Work to do =>
List each line below that contains the word "beanie", copying every such line in full.

##### Records to process #####

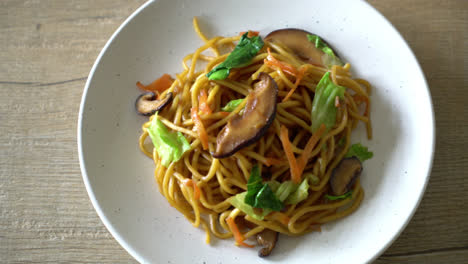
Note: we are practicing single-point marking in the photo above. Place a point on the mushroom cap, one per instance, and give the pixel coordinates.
(146, 104)
(259, 113)
(296, 40)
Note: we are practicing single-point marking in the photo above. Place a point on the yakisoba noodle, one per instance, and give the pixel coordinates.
(199, 185)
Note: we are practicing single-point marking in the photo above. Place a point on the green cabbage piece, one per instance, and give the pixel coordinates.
(323, 105)
(229, 107)
(241, 56)
(300, 194)
(330, 59)
(359, 151)
(170, 146)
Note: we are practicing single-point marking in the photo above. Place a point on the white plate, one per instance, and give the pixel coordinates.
(153, 40)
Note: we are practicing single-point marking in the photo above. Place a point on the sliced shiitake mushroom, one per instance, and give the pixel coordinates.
(259, 113)
(296, 40)
(267, 238)
(147, 103)
(344, 175)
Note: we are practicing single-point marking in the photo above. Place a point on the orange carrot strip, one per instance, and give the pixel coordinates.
(272, 61)
(281, 217)
(299, 77)
(159, 85)
(337, 101)
(224, 113)
(202, 98)
(284, 137)
(316, 227)
(238, 236)
(199, 127)
(302, 162)
(250, 34)
(273, 161)
(140, 85)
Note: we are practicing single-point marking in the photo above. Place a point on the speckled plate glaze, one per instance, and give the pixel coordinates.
(153, 40)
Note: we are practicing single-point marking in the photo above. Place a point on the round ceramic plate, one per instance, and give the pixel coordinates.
(153, 41)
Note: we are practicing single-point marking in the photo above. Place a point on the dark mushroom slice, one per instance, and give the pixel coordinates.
(147, 104)
(259, 113)
(344, 175)
(296, 40)
(267, 238)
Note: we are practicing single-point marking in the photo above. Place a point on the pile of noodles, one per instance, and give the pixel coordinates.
(199, 185)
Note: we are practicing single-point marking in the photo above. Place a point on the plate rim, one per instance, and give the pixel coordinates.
(116, 235)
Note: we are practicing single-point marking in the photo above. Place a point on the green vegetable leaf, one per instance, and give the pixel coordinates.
(330, 59)
(359, 151)
(254, 185)
(285, 189)
(341, 142)
(300, 194)
(314, 180)
(323, 105)
(170, 146)
(266, 199)
(344, 196)
(238, 201)
(274, 185)
(241, 56)
(229, 107)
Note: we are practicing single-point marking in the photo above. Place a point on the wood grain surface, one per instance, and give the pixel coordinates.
(47, 48)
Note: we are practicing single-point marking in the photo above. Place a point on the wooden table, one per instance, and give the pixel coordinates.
(47, 48)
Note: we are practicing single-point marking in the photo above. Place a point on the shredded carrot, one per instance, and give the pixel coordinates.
(159, 85)
(199, 127)
(238, 236)
(281, 217)
(273, 161)
(196, 189)
(337, 101)
(250, 34)
(302, 162)
(316, 227)
(284, 137)
(299, 77)
(204, 106)
(272, 61)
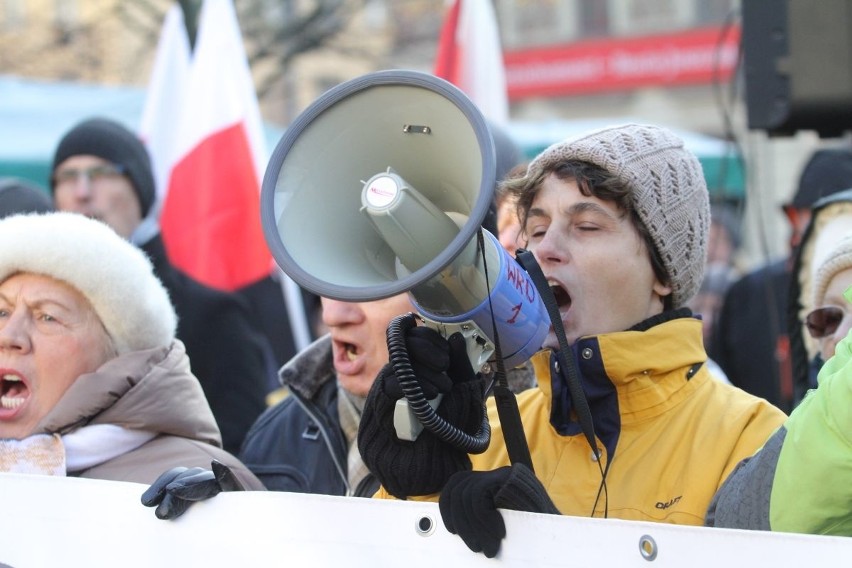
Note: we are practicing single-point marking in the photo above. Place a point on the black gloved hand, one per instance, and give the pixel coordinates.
(438, 363)
(470, 500)
(422, 467)
(175, 490)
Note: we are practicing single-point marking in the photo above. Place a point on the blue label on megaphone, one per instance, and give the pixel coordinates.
(518, 311)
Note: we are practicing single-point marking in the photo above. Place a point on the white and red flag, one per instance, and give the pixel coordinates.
(470, 56)
(202, 125)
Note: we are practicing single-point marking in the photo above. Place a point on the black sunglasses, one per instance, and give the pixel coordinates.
(822, 322)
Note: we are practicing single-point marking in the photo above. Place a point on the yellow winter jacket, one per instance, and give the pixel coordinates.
(671, 431)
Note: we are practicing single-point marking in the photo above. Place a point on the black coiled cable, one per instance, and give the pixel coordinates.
(446, 432)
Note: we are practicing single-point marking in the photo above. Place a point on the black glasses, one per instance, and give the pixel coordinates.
(823, 322)
(69, 176)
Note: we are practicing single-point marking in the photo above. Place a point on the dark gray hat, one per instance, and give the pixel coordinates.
(111, 141)
(20, 196)
(828, 171)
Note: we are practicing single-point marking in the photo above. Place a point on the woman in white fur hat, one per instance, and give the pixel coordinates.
(93, 382)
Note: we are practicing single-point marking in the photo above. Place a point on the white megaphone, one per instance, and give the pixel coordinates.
(380, 187)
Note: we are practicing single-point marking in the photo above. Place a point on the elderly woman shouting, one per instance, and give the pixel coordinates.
(93, 382)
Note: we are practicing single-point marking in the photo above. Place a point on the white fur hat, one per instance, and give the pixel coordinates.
(115, 276)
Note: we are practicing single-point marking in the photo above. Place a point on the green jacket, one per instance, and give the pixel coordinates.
(800, 481)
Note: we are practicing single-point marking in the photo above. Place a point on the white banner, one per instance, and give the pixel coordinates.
(50, 522)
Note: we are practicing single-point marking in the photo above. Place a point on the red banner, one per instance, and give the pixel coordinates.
(696, 56)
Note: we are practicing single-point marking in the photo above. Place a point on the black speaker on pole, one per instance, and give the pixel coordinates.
(798, 65)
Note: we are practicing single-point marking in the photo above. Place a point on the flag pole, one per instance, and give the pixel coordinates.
(191, 9)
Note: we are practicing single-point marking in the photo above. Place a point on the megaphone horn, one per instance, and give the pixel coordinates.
(423, 128)
(380, 187)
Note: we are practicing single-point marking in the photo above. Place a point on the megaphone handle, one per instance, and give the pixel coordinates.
(417, 402)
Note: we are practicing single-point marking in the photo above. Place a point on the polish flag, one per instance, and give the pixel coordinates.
(210, 218)
(470, 57)
(164, 99)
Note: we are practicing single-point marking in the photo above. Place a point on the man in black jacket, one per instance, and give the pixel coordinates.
(102, 170)
(306, 444)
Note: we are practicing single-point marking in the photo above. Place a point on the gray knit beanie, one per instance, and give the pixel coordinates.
(111, 141)
(115, 276)
(668, 187)
(838, 260)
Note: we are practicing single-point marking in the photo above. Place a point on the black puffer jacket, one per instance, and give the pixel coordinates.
(298, 445)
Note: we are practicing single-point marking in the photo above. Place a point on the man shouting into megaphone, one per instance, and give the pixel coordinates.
(626, 421)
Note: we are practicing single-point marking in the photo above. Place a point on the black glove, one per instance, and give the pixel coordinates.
(438, 363)
(175, 490)
(422, 467)
(470, 500)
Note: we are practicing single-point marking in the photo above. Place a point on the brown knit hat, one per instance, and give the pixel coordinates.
(838, 260)
(668, 188)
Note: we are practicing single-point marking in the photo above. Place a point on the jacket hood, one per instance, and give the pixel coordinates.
(152, 390)
(310, 369)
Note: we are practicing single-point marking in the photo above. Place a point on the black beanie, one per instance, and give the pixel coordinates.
(111, 141)
(828, 171)
(20, 196)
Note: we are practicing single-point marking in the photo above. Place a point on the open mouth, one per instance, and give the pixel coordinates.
(13, 391)
(350, 351)
(563, 299)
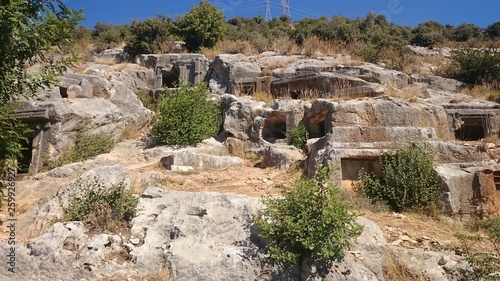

#####

Response to the task =>
Note: we are practicing single-point marking in the photo above. Place a point on the gray knit beanie, one per instance, and give the pixel coordinates.
Note: we are practicing single-point marking in the photo above. Place a point on the black beanie, one per instance, and give the pixel coordinates.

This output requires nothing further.